▶ Aim of the exercise
Repeat the records from their very first line through the line that contains "left=174, top=96, right=198, bottom=133", keeping every character the same.

* Begin *

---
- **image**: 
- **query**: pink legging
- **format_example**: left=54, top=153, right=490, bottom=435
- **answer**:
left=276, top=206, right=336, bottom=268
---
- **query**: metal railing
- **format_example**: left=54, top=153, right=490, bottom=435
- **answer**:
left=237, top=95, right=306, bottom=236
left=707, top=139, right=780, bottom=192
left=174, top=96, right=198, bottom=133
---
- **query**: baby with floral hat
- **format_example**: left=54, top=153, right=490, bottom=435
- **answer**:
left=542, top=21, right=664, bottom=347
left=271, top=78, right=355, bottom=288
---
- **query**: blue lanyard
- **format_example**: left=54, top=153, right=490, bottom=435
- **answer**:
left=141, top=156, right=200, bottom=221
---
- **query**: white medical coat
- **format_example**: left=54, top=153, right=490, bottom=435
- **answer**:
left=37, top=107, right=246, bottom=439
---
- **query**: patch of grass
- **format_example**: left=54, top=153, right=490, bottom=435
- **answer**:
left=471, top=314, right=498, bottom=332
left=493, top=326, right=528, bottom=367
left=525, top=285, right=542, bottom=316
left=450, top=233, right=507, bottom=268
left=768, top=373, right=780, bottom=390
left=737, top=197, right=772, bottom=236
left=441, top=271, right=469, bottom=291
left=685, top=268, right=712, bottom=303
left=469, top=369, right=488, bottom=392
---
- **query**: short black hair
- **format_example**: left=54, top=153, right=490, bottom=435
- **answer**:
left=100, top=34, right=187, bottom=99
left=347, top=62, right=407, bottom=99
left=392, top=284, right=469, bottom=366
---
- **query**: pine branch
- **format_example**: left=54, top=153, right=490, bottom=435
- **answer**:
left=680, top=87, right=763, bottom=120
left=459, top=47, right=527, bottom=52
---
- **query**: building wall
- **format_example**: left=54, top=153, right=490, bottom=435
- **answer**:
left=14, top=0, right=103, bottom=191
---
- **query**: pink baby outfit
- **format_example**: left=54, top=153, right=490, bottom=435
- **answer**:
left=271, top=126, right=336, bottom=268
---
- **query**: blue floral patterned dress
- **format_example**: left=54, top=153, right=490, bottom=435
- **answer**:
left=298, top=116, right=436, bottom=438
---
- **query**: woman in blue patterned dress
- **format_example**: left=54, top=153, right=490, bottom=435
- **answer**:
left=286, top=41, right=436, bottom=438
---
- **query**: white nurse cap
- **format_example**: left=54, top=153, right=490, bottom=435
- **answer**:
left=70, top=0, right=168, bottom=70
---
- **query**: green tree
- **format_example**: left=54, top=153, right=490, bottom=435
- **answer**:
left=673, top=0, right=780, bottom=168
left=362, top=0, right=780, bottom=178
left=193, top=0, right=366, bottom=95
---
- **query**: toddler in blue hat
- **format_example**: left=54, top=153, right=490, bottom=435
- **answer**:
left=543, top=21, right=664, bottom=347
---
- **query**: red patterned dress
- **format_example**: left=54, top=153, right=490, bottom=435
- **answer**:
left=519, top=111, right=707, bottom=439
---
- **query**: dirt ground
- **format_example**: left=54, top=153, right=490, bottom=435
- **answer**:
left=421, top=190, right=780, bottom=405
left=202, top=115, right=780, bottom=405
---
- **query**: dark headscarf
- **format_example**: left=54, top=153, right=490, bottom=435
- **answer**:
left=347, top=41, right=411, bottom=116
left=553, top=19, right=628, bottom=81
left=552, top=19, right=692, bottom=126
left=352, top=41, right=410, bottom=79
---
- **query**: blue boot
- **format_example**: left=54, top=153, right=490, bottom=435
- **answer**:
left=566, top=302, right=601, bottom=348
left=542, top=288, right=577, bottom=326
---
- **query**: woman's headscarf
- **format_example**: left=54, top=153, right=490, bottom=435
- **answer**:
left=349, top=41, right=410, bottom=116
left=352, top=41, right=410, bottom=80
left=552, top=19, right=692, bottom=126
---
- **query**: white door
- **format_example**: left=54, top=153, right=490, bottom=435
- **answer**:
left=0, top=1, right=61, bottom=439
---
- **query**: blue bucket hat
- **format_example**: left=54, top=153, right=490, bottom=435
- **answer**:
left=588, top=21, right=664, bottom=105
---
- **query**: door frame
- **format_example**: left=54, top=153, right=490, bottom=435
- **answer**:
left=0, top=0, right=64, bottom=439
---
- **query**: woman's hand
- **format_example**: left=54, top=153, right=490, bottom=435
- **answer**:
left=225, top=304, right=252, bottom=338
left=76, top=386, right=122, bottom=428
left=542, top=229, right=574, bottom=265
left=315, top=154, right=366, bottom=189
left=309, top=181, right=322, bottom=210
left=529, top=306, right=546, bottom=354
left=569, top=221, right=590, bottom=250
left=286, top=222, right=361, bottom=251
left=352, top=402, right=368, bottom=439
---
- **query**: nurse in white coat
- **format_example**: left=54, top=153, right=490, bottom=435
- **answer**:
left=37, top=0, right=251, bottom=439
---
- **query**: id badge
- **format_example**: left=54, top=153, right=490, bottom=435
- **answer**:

* End *

▶ Output of the task
---
- **image**: 
- **query**: pink legging
- **format_example**: left=54, top=153, right=490, bottom=435
- **answer**:
left=276, top=206, right=336, bottom=268
---
- **query**: metal railing
- **format_example**: left=54, top=153, right=490, bottom=435
- **answer**:
left=237, top=95, right=306, bottom=236
left=707, top=139, right=780, bottom=192
left=174, top=96, right=198, bottom=133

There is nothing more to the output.